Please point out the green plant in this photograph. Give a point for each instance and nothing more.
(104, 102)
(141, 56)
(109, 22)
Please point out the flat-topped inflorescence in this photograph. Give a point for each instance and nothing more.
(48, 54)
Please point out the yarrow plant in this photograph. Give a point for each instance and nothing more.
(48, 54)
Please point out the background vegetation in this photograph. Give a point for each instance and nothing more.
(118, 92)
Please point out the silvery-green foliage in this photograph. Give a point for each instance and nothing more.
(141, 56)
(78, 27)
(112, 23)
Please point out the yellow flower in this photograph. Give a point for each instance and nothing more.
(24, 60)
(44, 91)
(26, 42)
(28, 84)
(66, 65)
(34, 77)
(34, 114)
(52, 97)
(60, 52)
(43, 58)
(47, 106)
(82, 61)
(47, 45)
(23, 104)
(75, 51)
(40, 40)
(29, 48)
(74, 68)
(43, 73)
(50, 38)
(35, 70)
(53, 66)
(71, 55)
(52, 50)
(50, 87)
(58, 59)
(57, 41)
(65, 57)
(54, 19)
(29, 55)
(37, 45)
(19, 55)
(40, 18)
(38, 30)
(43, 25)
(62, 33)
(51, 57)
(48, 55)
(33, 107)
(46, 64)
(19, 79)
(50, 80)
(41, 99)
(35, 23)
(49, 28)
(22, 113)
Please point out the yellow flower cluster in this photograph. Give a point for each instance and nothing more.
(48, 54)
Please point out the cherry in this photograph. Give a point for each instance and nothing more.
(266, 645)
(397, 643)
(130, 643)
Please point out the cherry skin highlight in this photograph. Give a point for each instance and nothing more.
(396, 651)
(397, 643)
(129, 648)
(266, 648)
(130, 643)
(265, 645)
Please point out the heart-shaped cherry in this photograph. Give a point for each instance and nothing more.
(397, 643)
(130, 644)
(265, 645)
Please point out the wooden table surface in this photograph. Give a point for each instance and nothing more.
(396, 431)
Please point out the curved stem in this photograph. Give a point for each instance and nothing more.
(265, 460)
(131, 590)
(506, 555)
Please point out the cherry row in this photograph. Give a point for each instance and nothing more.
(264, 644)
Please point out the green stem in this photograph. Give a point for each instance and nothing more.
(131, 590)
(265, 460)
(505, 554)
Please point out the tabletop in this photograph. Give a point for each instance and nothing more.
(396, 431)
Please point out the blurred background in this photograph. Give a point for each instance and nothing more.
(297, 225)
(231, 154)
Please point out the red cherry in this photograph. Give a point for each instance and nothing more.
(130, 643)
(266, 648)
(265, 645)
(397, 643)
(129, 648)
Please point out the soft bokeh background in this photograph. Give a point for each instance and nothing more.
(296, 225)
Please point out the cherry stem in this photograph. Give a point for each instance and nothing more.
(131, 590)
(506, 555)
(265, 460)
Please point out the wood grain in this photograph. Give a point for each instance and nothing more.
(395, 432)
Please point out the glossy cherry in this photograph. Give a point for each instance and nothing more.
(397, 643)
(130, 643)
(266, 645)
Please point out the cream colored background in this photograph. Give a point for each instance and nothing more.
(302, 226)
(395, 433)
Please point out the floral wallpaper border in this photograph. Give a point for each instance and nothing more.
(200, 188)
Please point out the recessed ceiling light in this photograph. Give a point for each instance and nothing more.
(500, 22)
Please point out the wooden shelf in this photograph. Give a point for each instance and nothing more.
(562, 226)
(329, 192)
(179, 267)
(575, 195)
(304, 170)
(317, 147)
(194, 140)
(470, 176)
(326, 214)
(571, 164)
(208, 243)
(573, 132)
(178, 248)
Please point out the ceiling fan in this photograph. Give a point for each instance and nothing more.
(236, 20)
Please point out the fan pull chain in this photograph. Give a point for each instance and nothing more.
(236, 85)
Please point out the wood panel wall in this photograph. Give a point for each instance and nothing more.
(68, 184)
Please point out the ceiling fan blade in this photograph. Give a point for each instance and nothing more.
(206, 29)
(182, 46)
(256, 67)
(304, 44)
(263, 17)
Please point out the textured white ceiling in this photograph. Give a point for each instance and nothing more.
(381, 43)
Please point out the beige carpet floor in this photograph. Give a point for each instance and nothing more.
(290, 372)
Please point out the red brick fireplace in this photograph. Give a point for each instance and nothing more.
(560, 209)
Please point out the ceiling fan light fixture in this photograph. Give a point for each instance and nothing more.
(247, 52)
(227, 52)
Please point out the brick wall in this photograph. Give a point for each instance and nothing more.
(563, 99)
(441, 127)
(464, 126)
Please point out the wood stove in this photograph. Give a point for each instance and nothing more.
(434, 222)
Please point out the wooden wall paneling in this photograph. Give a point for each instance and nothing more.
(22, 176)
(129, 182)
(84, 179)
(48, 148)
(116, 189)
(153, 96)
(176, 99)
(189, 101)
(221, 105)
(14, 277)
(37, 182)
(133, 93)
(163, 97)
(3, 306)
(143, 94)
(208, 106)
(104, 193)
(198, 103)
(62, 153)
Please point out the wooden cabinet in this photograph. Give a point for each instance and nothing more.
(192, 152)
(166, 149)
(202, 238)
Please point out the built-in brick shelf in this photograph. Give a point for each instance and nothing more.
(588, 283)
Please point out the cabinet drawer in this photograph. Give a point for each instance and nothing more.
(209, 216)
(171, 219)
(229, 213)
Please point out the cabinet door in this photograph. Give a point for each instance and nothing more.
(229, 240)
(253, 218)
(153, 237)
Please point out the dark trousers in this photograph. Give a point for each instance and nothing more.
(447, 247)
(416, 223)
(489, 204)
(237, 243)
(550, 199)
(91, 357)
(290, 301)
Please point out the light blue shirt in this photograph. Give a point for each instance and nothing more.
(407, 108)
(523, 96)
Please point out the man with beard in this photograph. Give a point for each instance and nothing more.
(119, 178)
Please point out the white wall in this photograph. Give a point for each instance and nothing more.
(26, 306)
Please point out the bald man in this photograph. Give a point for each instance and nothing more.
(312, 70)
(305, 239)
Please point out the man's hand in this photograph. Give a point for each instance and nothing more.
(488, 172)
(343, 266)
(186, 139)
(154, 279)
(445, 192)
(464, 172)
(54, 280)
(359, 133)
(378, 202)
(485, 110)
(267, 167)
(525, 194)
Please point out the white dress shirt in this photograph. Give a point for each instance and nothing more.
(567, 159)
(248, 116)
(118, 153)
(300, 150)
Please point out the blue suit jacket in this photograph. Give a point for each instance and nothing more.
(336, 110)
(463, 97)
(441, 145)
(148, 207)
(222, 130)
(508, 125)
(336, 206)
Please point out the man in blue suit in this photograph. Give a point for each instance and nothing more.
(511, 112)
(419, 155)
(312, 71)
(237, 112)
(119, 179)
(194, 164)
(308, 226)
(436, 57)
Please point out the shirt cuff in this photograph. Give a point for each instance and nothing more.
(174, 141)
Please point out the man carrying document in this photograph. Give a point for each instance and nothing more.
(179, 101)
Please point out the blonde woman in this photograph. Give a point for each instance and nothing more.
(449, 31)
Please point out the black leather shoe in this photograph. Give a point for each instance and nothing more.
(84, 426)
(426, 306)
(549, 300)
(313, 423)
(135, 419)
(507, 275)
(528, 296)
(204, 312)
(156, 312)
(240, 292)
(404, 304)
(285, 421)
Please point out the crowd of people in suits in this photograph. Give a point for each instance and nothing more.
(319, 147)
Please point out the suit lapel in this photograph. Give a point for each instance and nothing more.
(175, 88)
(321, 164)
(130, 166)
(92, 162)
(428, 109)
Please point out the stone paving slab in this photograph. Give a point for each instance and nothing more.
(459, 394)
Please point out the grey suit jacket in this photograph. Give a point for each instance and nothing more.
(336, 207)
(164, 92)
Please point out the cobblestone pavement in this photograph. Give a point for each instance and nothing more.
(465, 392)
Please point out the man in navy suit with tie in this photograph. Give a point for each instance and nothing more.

TASK GOAL:
Could you arrange all the rows above as a numbered list, leaving out any blank lines?

COMPLETE OUTPUT:
1. Please point out the green plant in this photograph. Give a point for each instance and nothing more.
2. (104, 102)
3. (141, 56)
4. (109, 22)
5. Please point out the flat-topped inflorescence in this photograph. Give a point for each instance and nothing more.
6. (48, 54)
7. Please point out the yarrow plant in this photograph. Give a point for each instance and nothing more.
8. (48, 54)
9. Please point out the background vegetation in this photograph. Give a point for each instance and nothing more.
10. (118, 92)
11. Please point out the silvery-green foliage in this photograph. Give a point for each instance and nothing more.
12. (141, 56)
13. (78, 27)
14. (112, 23)
15. Please point out the yellow flower in this photograph. Give a point for each instance and nothing more.
16. (24, 60)
17. (44, 91)
18. (26, 42)
19. (28, 84)
20. (66, 65)
21. (34, 77)
22. (34, 114)
23. (52, 97)
24. (60, 52)
25. (43, 58)
26. (47, 106)
27. (82, 61)
28. (47, 45)
29. (23, 104)
30. (75, 51)
31. (40, 40)
32. (29, 48)
33. (74, 68)
34. (43, 73)
35. (50, 38)
36. (35, 70)
37. (53, 66)
38. (71, 55)
39. (52, 50)
40. (50, 87)
41. (58, 59)
42. (57, 41)
43. (65, 57)
44. (54, 19)
45. (29, 55)
46. (37, 45)
47. (19, 55)
48. (40, 18)
49. (38, 30)
50. (43, 25)
51. (62, 33)
52. (51, 57)
53. (48, 55)
54. (33, 107)
55. (46, 64)
56. (19, 79)
57. (50, 80)
58. (41, 99)
59. (35, 23)
60. (49, 28)
61. (22, 113)
62. Please point out the yellow flower cluster in this photograph. Give a point for each instance and nothing more.
63. (48, 54)
64. Please point out the cherry in this photograph. Give a point for each instance and nothing more.
65. (266, 645)
66. (397, 643)
67. (130, 643)
68. Please point out the cherry skin highlight in this photograph. Give a point for each instance and nothing more.
69. (396, 651)
70. (397, 643)
71. (129, 648)
72. (266, 648)
73. (130, 643)
74. (265, 645)
75. Please point out the heart-shaped cherry in this photograph. Give a point for each instance and nothing more.
76. (397, 643)
77. (130, 644)
78. (265, 645)
79. Please point out the wooden table surface in this photograph. Give a point for each instance and nothing more.
80. (396, 431)
81. Please point out the curved stem in this photograph. Give a point for each instance and nothing more.
82. (265, 460)
83. (131, 590)
84. (506, 555)
85. Please point out the cherry row in this photograph. Give a point for each instance and nothing more.
86. (264, 644)
87. Please point out the green stem in this photograph. Give a point for each instance and nothing more.
88. (131, 590)
89. (265, 460)
90. (505, 554)
91. Please point out the tabletop in this photograph. Give a point for each instance and nothing more.
92. (396, 431)
93. Please point out the blurred background in this photograph. Give a point for each instance and nothing more.
94. (297, 225)
95. (231, 154)
96. Please point out the red cherry in this photograph. Give a point for each instance and nothing more.
97. (130, 643)
98. (266, 648)
99. (265, 645)
100. (397, 643)
101. (129, 648)
102. Please point out the soft bokeh background in this photograph. Give a point for each instance and nothing more.
103. (296, 225)
104. Please point out the cherry stem in this photograph. Give a point for each instance and nothing more.
105. (131, 590)
106. (506, 555)
107. (265, 460)
108. Please point out the wood grain in this photograph. Give a point for each instance and nothing more.
109. (395, 432)
110. Please point out the glossy cherry in this photograph. Give a point for each instance and nothing more.
111. (397, 643)
112. (130, 643)
113. (266, 645)
114. Please point out the cream colored background in this photograph. Give a point for each instance and nothing more.
115. (302, 226)
116. (395, 433)
117. Please point out the floral wallpaper border in this photograph. Give a point for each instance and nothing more.
118. (200, 188)
119. Please point out the recessed ceiling light in this photograph. Give a point for each instance and nothing more.
120. (500, 22)
121. Please point out the wooden shelf in this photograph. Give a point for each instance and nothing more.
122. (562, 226)
123. (329, 192)
124. (179, 267)
125. (575, 195)
126. (304, 170)
127. (317, 147)
128. (194, 140)
129. (470, 176)
130. (326, 214)
131. (571, 164)
132. (208, 243)
133. (573, 132)
134. (178, 248)
135. Please point out the ceiling fan in this photograph. Give a point for each instance and nothing more.
136. (236, 20)
137. Please point out the fan pull chain in this photograph. Give a point for each instance and nothing more.
138. (236, 85)
139. Please point out the wood panel wall in this photograph. Give a point for each instance and nothing more.
140. (68, 184)
141. Please point out the ceiling fan blade in this photograph. Give a point for each instance and nothing more.
142. (206, 29)
143. (182, 46)
144. (256, 67)
145. (304, 44)
146. (263, 17)
147. Please point out the textured white ceiling in this photograph. Give a point for each instance and nothing more.
148. (381, 43)
149. Please point out the beige carpet floor in this photograph. Give a point for each instance and nothing more.
150. (290, 372)
151. Please point out the red brick fireplace in this photograph. Give a point for each instance and nothing more.
152. (560, 209)
153. Please point out the ceiling fan light fixture in this photograph. Give a point for each instance and nothing more.
154. (247, 52)
155. (227, 52)
156. Please point out the brick wall in this photograph. Give a point for each instance and nothing more.
157. (563, 99)
158. (441, 127)
159. (464, 126)
160. Please point out the wood stove in this photograph. Give a point for each instance and nothing more.
161. (434, 222)
162. Please point out the wooden wall paneling in this photograph. Give a point for each instance and nothing more.
163. (22, 176)
164. (129, 182)
165. (84, 179)
166. (48, 148)
167. (116, 189)
168. (153, 96)
169. (176, 99)
170. (189, 101)
171. (221, 105)
172. (14, 277)
173. (37, 182)
174. (133, 93)
175. (163, 97)
176. (3, 306)
177. (143, 94)
178. (208, 106)
179. (104, 193)
180. (198, 103)
181. (62, 153)
182. Please point out the wooden cabinet in this photograph. Give a point for each instance and nothing more.
183. (192, 152)
184. (166, 149)
185. (202, 238)
186. Please point out the built-in brick shelf in this photograph. Give a point for each instance and nothing more.
187. (588, 283)
188. Please point out the cabinet drawer in this photograph. Give a point for each instance and nothing more.
189. (209, 216)
190. (171, 219)
191. (229, 213)
192. Please point out the cabinet door in this photograph. Give a point for each instance and nothing more.
193. (229, 240)
194. (253, 218)
195. (153, 237)
196. Please point out the dark trousers in this photograph. Give a point for each instance and nothing more.
197. (447, 247)
198. (416, 223)
199. (489, 204)
200. (237, 243)
201. (550, 199)
202. (91, 357)
203. (290, 301)
204. Please point out the light blue shirt in this photograph. Give a point for each instance and nothing more.
205. (407, 108)
206. (523, 96)
207. Please point out the man with beard in this photograph. Give a point for each instance and nothing more.
208. (119, 178)
209. Please point out the white wall in this photograph. Give a point for each instance and nothing more.
210. (26, 306)
211. Please point out the bald man in this photograph. Give a point for each instance and nothing more.
212. (312, 70)
213. (305, 239)
214. Please point out the man's hand in this photograph. Give a point for each instance and nothing more.
215. (488, 172)
216. (343, 266)
217. (186, 139)
218. (154, 279)
219. (445, 192)
220. (464, 172)
221. (54, 280)
222. (359, 133)
223. (378, 202)
224. (485, 110)
225. (267, 167)
226. (525, 194)
227. Please point out the white dress shirt in this photograph. Give a point for each instance and nothing more.
228. (567, 159)
229. (248, 116)
230. (118, 153)
231. (300, 150)
232. Please point out the blue suit jacket in this photograph. Give a point for each instance and nothing more.
233. (336, 110)
234. (463, 97)
235. (441, 145)
236. (148, 207)
237. (222, 130)
238. (508, 125)
239. (336, 206)
240. Please point out the man in blue suit in this photograph. Give a point for each instance and nothing more.
241. (511, 112)
242. (419, 155)
243. (312, 71)
244. (237, 112)
245. (119, 179)
246. (194, 164)
247. (308, 226)
248. (436, 57)
249. Please point out the shirt cuff in this photograph. Give a point for each instance and nothing more.
250. (174, 141)
251. Please point out the man carrying document in this photograph. Give a point for each instance and nothing more.
252. (179, 101)
253. Please point out the blonde woman in this photograph. Give a point for each instance and nothing more.
254. (449, 31)
255. Please point out the black leather shoe in this photograph. Give a point for each instance and nothing more.
256. (84, 426)
257. (426, 306)
258. (549, 300)
259. (313, 423)
260. (135, 419)
261. (507, 275)
262. (528, 296)
263. (204, 312)
264. (156, 312)
265. (240, 292)
266. (404, 304)
267. (285, 421)
268. Please point out the crowd of people in suits in this photograph. Give a point for each instance and nothing more.
269. (319, 147)
270. Please point out the suit lapel in this photograph. Give a point for each instance and nothing more.
271. (175, 88)
272. (321, 164)
273. (130, 166)
274. (92, 162)
275. (428, 109)
276. Please point out the stone paving slab in this photograph. Give a point for each instance and nothing more.
277. (459, 394)
278. Please point out the grey suit jacket in this photograph. Give a point for each instance and nothing more.
279. (336, 207)
280. (164, 92)
281. Please point out the cobblestone pavement in this photograph. Give a point for each instance and nothing more.
282. (465, 392)
283. Please point out the man in navy suit with tie in this photograph. Give a point for each instance and nothing more.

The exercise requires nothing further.